> STATED TASK A
Filter the entries below down to every line that contains the string "rope", and copy those lines. Case counts.

> EXTRACT
+--
For each fiscal year thereafter, the prior year's VLFAA
is adjusted to reflect the year-to-year change in assessed
property values within the city.
State Revenue Impact
No estimate.
Comments
1. Purpose of the bill . By abruptly eliminating VLF allocations
for recently incorporated cities, SB 89 pulled the rug out from
under four cities that chose to incorporate based, in part, on
the expectation that they would receive VLF funding under the
formulas enacted by the 2006 Laird bill. After SB 89's
enactment, each of the four cities had to make substantial cuts
to vital public services that would have been funded by VLF
allocations. In the City of Jurupa Valley, SB 89's fiscal
effect was particularly severe, resulting in a loss of 46% of
the city's first year General Fund revenues and a 26% loss of
General Fund revenues in subsequent years. SB 817 helps to
rebalance the four cities' finances by restoring some
VLF-related funding.
+--
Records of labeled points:
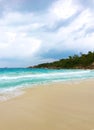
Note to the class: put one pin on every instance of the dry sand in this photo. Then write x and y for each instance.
(58, 106)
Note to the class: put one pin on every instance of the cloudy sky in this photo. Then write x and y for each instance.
(36, 31)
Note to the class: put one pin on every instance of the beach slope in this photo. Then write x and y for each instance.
(56, 106)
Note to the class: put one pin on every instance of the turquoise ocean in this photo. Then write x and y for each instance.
(12, 79)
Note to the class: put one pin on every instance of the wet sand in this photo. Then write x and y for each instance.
(57, 106)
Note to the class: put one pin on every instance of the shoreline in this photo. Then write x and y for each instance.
(54, 106)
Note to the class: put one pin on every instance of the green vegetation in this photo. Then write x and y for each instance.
(84, 61)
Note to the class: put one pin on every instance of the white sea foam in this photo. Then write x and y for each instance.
(43, 75)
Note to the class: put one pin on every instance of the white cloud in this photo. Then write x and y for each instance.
(25, 36)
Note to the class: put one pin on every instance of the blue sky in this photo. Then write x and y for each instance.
(37, 31)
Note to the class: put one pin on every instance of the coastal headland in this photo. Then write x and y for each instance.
(55, 106)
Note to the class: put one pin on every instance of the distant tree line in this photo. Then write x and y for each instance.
(85, 61)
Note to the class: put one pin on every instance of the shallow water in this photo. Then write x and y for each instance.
(11, 79)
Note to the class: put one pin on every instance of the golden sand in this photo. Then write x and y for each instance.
(58, 106)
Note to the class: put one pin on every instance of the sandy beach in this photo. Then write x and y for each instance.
(56, 106)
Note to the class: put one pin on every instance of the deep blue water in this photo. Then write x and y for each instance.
(13, 78)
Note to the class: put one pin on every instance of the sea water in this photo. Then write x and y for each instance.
(12, 79)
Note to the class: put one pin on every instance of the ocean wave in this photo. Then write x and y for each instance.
(44, 75)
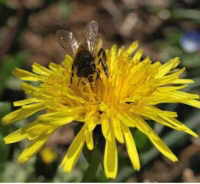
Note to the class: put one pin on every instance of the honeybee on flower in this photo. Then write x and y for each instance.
(120, 92)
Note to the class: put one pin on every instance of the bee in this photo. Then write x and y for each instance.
(87, 54)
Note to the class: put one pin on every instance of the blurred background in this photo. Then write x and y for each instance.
(165, 29)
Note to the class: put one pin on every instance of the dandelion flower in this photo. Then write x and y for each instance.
(124, 99)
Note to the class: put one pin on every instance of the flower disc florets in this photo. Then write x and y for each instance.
(124, 99)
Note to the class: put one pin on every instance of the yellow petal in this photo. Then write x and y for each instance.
(25, 75)
(131, 148)
(116, 124)
(74, 151)
(110, 158)
(15, 136)
(26, 101)
(32, 149)
(89, 139)
(160, 145)
(22, 113)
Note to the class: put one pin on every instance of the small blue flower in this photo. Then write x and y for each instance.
(190, 41)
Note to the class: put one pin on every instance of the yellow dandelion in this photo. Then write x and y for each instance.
(124, 99)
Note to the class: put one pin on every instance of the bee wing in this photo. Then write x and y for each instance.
(92, 31)
(67, 40)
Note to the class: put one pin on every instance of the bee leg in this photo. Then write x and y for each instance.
(102, 60)
(72, 74)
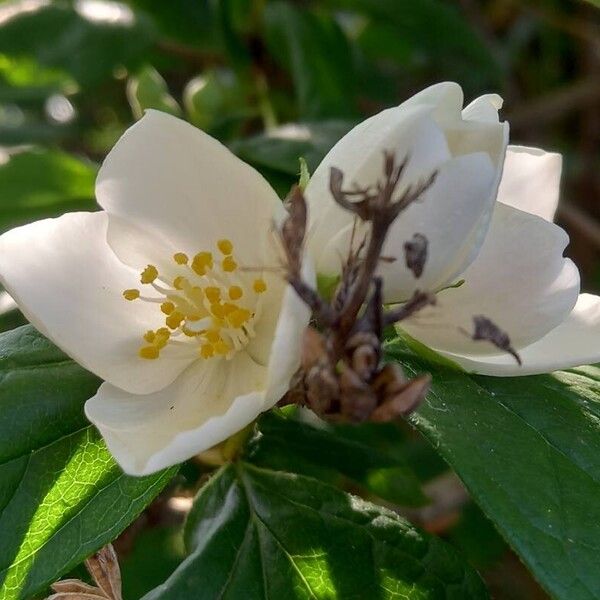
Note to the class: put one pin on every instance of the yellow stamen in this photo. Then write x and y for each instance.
(189, 332)
(167, 307)
(229, 265)
(131, 294)
(196, 295)
(259, 286)
(179, 282)
(162, 337)
(180, 258)
(149, 274)
(235, 292)
(174, 319)
(212, 336)
(149, 352)
(221, 347)
(213, 294)
(225, 246)
(202, 262)
(206, 351)
(218, 310)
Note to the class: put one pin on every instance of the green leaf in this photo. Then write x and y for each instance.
(429, 36)
(316, 52)
(147, 89)
(43, 183)
(280, 149)
(86, 39)
(528, 449)
(61, 494)
(370, 454)
(191, 21)
(215, 100)
(256, 533)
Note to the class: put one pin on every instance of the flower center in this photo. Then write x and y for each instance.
(208, 303)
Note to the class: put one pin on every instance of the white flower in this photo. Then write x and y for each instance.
(501, 242)
(200, 346)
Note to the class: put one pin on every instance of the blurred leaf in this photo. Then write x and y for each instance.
(281, 148)
(43, 183)
(477, 538)
(86, 38)
(215, 100)
(61, 494)
(147, 89)
(156, 553)
(255, 533)
(23, 79)
(316, 52)
(429, 33)
(369, 454)
(190, 21)
(528, 450)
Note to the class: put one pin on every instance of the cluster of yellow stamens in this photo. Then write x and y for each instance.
(201, 303)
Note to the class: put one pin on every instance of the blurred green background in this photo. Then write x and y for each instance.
(276, 80)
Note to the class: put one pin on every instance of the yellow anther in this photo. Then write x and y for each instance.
(195, 294)
(238, 317)
(206, 351)
(229, 308)
(202, 262)
(235, 292)
(225, 246)
(150, 352)
(218, 310)
(131, 294)
(149, 274)
(229, 265)
(221, 347)
(213, 294)
(181, 258)
(167, 307)
(174, 319)
(212, 336)
(259, 286)
(179, 282)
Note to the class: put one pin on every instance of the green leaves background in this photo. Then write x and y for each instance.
(277, 80)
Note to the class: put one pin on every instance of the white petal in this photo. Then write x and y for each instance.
(575, 342)
(520, 280)
(484, 108)
(453, 215)
(69, 284)
(446, 99)
(205, 405)
(409, 132)
(286, 347)
(531, 181)
(185, 189)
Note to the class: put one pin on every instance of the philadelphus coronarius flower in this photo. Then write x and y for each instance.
(488, 221)
(166, 294)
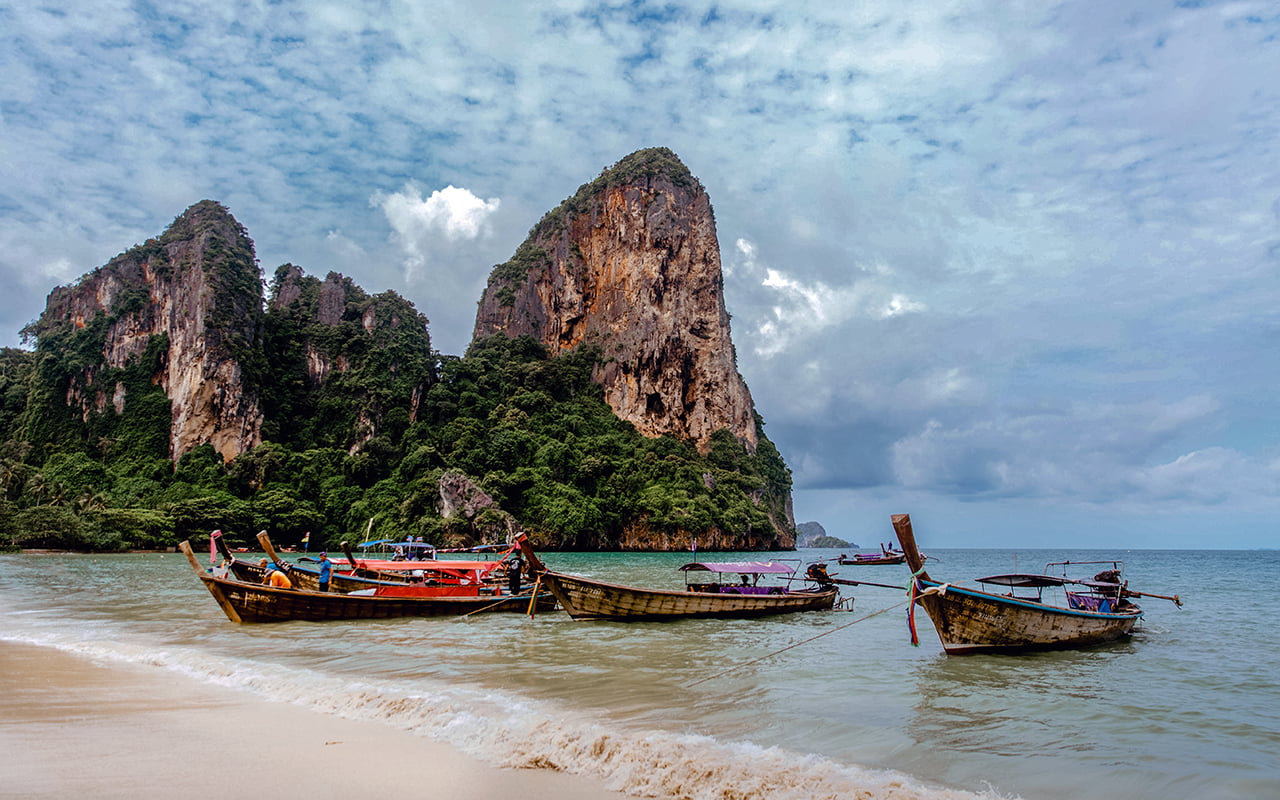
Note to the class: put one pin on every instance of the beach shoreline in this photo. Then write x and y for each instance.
(71, 726)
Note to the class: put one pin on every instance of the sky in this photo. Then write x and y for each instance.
(1011, 268)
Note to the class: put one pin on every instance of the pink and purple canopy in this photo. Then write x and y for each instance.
(743, 567)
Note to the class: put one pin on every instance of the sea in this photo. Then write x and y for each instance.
(808, 705)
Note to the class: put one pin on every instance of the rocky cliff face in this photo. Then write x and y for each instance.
(359, 356)
(199, 288)
(631, 263)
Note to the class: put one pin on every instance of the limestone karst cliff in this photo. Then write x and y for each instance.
(360, 362)
(165, 394)
(193, 300)
(631, 263)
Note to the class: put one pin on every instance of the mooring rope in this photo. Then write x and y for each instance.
(794, 645)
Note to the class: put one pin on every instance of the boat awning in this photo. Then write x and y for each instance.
(388, 543)
(743, 567)
(1023, 580)
(451, 567)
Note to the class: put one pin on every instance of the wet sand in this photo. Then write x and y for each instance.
(74, 728)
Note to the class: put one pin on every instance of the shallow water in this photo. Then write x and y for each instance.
(805, 705)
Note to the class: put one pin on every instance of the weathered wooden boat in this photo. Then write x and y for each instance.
(589, 599)
(247, 602)
(873, 558)
(974, 621)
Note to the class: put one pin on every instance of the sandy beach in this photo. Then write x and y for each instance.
(74, 728)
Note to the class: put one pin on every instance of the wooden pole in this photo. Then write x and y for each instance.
(906, 536)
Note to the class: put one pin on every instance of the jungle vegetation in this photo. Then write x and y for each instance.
(531, 432)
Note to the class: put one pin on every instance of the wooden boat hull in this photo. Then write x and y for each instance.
(246, 602)
(250, 603)
(872, 562)
(970, 621)
(588, 599)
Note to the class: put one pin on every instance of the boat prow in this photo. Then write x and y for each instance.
(976, 621)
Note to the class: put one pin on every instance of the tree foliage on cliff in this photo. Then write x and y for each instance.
(361, 421)
(533, 432)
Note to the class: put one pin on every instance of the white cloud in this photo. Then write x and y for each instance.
(446, 218)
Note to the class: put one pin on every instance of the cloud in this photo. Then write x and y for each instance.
(421, 227)
(801, 311)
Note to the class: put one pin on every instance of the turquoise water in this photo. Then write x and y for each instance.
(807, 705)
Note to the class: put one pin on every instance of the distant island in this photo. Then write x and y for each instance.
(814, 535)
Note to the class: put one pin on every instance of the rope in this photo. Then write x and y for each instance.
(791, 645)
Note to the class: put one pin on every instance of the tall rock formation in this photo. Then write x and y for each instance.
(631, 263)
(192, 300)
(365, 360)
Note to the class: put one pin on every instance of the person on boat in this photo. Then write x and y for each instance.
(325, 571)
(817, 572)
(513, 574)
(274, 577)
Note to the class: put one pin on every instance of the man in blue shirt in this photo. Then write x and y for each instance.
(325, 571)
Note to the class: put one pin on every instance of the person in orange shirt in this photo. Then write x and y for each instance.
(274, 577)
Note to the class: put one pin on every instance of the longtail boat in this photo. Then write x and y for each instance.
(887, 556)
(590, 599)
(974, 621)
(302, 577)
(250, 602)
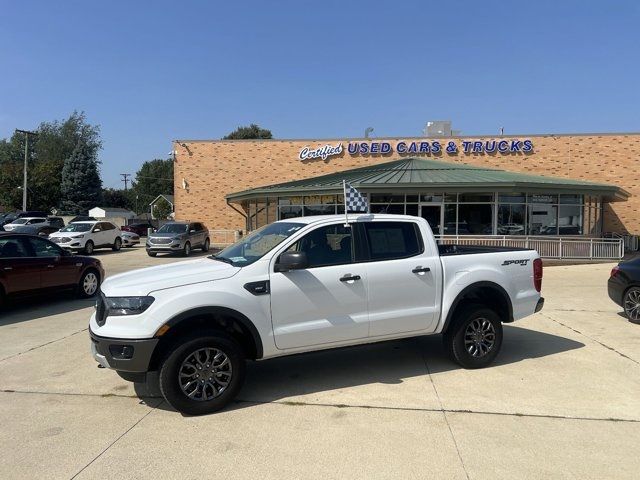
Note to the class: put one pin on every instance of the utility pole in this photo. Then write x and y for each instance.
(125, 179)
(26, 157)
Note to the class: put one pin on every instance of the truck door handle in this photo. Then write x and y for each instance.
(421, 270)
(348, 278)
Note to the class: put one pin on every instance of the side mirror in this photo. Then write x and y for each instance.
(291, 261)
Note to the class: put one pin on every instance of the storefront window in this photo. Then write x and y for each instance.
(512, 219)
(543, 219)
(475, 219)
(289, 212)
(412, 209)
(396, 209)
(475, 197)
(383, 198)
(261, 215)
(431, 198)
(310, 210)
(451, 220)
(570, 220)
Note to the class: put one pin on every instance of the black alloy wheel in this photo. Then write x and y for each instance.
(202, 375)
(475, 336)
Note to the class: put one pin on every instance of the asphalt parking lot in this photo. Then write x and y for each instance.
(563, 401)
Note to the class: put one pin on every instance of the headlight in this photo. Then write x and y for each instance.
(118, 306)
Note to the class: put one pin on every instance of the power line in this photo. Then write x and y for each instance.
(125, 179)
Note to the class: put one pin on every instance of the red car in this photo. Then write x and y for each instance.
(137, 228)
(30, 264)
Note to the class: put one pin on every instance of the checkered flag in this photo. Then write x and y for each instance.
(354, 201)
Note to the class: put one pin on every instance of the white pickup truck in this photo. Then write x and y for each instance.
(307, 284)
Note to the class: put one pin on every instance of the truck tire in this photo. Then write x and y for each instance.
(89, 284)
(474, 338)
(202, 375)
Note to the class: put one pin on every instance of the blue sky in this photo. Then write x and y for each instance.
(150, 72)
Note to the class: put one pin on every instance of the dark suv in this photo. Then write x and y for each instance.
(178, 237)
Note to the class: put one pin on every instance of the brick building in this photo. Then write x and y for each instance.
(575, 184)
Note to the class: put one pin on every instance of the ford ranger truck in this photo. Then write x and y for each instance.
(307, 284)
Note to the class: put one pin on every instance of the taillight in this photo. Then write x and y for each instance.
(537, 274)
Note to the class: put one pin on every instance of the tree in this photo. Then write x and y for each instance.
(81, 185)
(161, 209)
(48, 151)
(250, 132)
(114, 198)
(154, 178)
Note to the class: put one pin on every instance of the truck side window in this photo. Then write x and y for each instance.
(392, 240)
(325, 246)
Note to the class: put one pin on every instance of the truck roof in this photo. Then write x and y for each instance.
(353, 217)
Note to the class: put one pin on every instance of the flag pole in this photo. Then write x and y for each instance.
(344, 197)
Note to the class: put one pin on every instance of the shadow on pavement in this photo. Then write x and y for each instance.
(386, 362)
(37, 306)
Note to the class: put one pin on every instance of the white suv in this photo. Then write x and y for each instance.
(19, 222)
(87, 236)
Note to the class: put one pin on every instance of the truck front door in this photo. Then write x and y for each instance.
(326, 302)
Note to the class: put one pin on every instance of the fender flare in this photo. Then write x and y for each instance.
(239, 317)
(470, 288)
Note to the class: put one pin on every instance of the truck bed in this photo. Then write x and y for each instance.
(452, 249)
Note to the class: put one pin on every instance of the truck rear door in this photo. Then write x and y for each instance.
(402, 278)
(327, 301)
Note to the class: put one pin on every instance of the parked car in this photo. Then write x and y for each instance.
(178, 237)
(306, 284)
(41, 229)
(624, 288)
(137, 228)
(129, 239)
(87, 236)
(55, 222)
(23, 221)
(81, 218)
(31, 264)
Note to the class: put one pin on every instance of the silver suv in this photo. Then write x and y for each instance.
(178, 237)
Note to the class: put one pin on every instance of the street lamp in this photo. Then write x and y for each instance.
(26, 156)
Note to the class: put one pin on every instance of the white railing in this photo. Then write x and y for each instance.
(223, 238)
(547, 247)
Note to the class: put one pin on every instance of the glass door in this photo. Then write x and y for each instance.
(433, 215)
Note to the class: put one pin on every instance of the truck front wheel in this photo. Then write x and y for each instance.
(475, 337)
(202, 375)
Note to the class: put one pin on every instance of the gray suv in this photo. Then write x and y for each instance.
(178, 237)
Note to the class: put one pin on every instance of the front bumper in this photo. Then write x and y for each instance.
(615, 289)
(123, 354)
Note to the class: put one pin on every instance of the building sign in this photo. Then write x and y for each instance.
(451, 147)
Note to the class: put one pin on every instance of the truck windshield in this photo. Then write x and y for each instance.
(257, 244)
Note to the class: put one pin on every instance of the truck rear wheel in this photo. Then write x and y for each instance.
(475, 337)
(203, 375)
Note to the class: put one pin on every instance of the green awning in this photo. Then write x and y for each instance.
(419, 175)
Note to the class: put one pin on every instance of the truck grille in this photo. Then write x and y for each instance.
(160, 241)
(101, 310)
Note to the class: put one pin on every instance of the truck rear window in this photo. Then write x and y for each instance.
(391, 240)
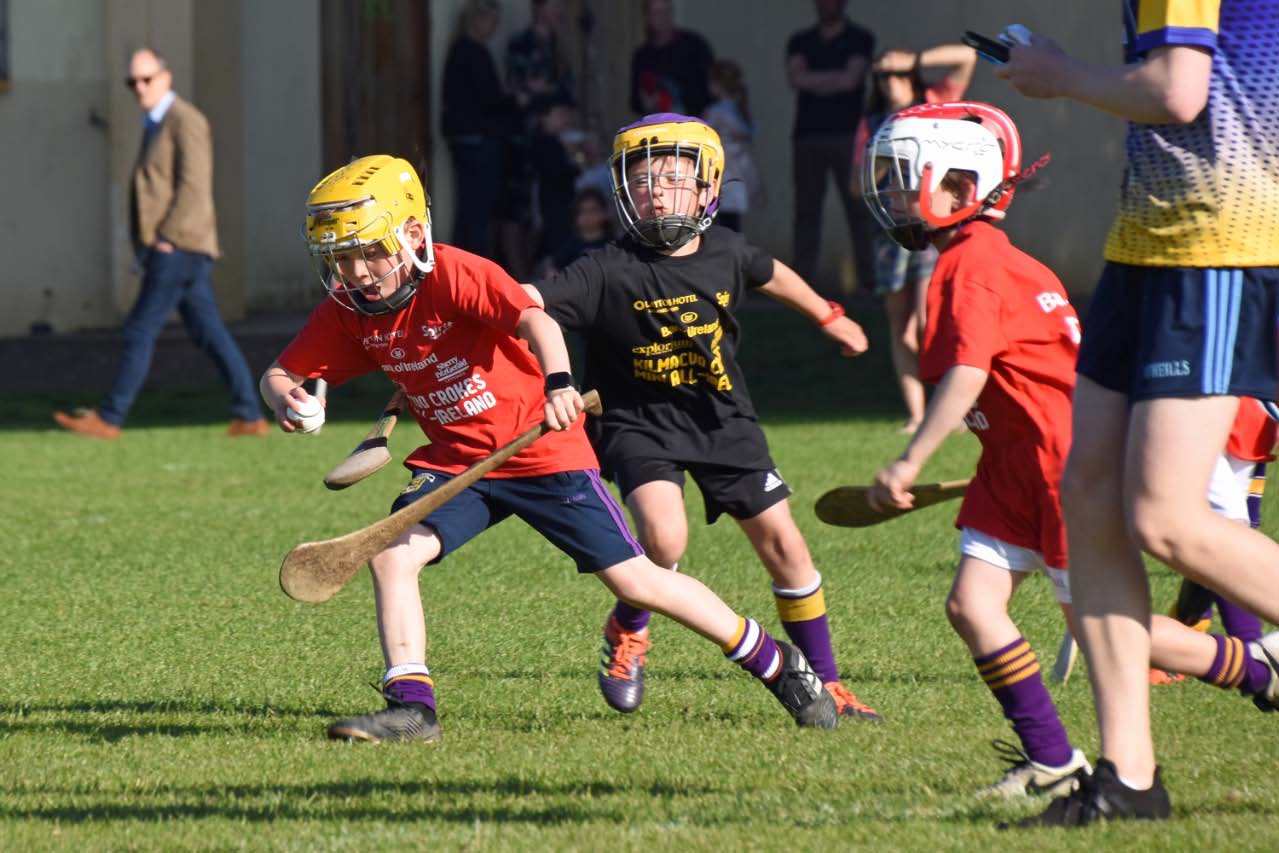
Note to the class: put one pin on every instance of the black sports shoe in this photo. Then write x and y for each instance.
(801, 692)
(622, 664)
(1103, 797)
(397, 721)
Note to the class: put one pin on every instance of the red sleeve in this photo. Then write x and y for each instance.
(328, 348)
(962, 329)
(1252, 438)
(478, 288)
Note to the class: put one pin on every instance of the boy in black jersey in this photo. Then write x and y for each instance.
(656, 313)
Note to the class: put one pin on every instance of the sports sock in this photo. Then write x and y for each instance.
(803, 617)
(1012, 674)
(1234, 666)
(409, 683)
(753, 650)
(629, 618)
(1237, 620)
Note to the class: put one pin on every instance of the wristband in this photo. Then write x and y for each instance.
(837, 311)
(558, 381)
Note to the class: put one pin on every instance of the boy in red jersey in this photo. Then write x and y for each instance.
(480, 363)
(1000, 342)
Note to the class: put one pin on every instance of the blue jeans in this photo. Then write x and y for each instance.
(178, 280)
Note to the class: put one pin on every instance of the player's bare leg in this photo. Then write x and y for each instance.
(801, 602)
(1172, 452)
(407, 684)
(903, 338)
(1108, 581)
(977, 609)
(658, 509)
(780, 666)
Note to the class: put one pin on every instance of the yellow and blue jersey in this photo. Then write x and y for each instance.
(1205, 193)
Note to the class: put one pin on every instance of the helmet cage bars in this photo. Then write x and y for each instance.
(358, 215)
(912, 154)
(691, 154)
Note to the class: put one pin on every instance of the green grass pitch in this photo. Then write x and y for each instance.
(159, 692)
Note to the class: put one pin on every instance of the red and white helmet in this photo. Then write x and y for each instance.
(916, 148)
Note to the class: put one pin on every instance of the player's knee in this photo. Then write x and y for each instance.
(664, 546)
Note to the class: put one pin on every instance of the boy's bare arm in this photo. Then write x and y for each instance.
(789, 289)
(546, 340)
(1169, 86)
(278, 386)
(956, 395)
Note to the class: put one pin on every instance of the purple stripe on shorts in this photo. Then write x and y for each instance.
(605, 496)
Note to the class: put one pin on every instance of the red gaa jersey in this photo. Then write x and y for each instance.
(1252, 436)
(470, 383)
(994, 307)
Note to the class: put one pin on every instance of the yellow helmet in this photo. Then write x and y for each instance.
(668, 134)
(363, 205)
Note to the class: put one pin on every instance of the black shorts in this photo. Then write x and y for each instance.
(741, 493)
(1183, 331)
(573, 509)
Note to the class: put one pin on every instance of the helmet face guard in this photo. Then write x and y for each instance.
(677, 159)
(357, 214)
(918, 148)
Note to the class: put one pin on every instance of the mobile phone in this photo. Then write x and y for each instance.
(989, 49)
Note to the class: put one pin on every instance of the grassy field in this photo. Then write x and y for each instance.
(159, 692)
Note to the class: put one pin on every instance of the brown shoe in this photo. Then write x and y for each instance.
(87, 422)
(248, 427)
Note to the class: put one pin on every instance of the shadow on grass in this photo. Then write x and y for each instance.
(371, 799)
(99, 719)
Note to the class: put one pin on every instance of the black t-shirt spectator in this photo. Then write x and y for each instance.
(675, 73)
(475, 104)
(835, 113)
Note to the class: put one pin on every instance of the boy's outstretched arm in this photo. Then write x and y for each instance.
(789, 289)
(956, 394)
(282, 390)
(546, 340)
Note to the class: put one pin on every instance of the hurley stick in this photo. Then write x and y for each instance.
(315, 572)
(851, 507)
(371, 453)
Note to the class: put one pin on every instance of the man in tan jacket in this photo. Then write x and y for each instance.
(174, 235)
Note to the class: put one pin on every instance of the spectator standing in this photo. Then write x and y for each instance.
(669, 69)
(476, 119)
(729, 113)
(826, 68)
(174, 232)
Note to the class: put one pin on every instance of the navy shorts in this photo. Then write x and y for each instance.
(573, 509)
(737, 491)
(1183, 331)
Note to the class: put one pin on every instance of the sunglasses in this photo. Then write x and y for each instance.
(129, 82)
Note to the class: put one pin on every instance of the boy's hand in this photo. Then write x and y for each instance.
(1039, 69)
(563, 406)
(848, 335)
(292, 400)
(892, 486)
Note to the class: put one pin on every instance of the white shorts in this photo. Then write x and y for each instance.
(1013, 558)
(1228, 487)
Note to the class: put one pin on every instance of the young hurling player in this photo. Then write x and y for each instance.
(999, 340)
(656, 310)
(480, 365)
(1181, 325)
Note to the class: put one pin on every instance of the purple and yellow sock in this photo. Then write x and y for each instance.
(629, 618)
(803, 617)
(753, 650)
(1012, 674)
(409, 683)
(1233, 666)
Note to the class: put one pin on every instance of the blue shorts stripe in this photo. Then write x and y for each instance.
(1210, 288)
(1232, 329)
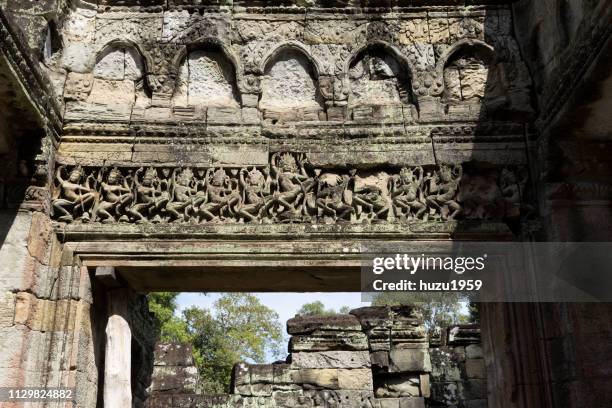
+--
> STATED TASK B
Output the part of the bill analysis above, starting with "For each fiscal" and going on through "No estimate.", word for word.

> WORKED SOLUTION A
Note to the class: put one pin on every instance of the mooring rope in this photo. Then write x and y for each instance.
Note to the class: put one pin on every instance of the rope in this photo. Then write x and y for each instance.

> WORKED SOLUTION B
For each fiscal year thereafter, the prior year's VLFAA
is adjusted to reflect the year-to-year change in assessed
property values within the city.
State Revenue Impact
No estimate.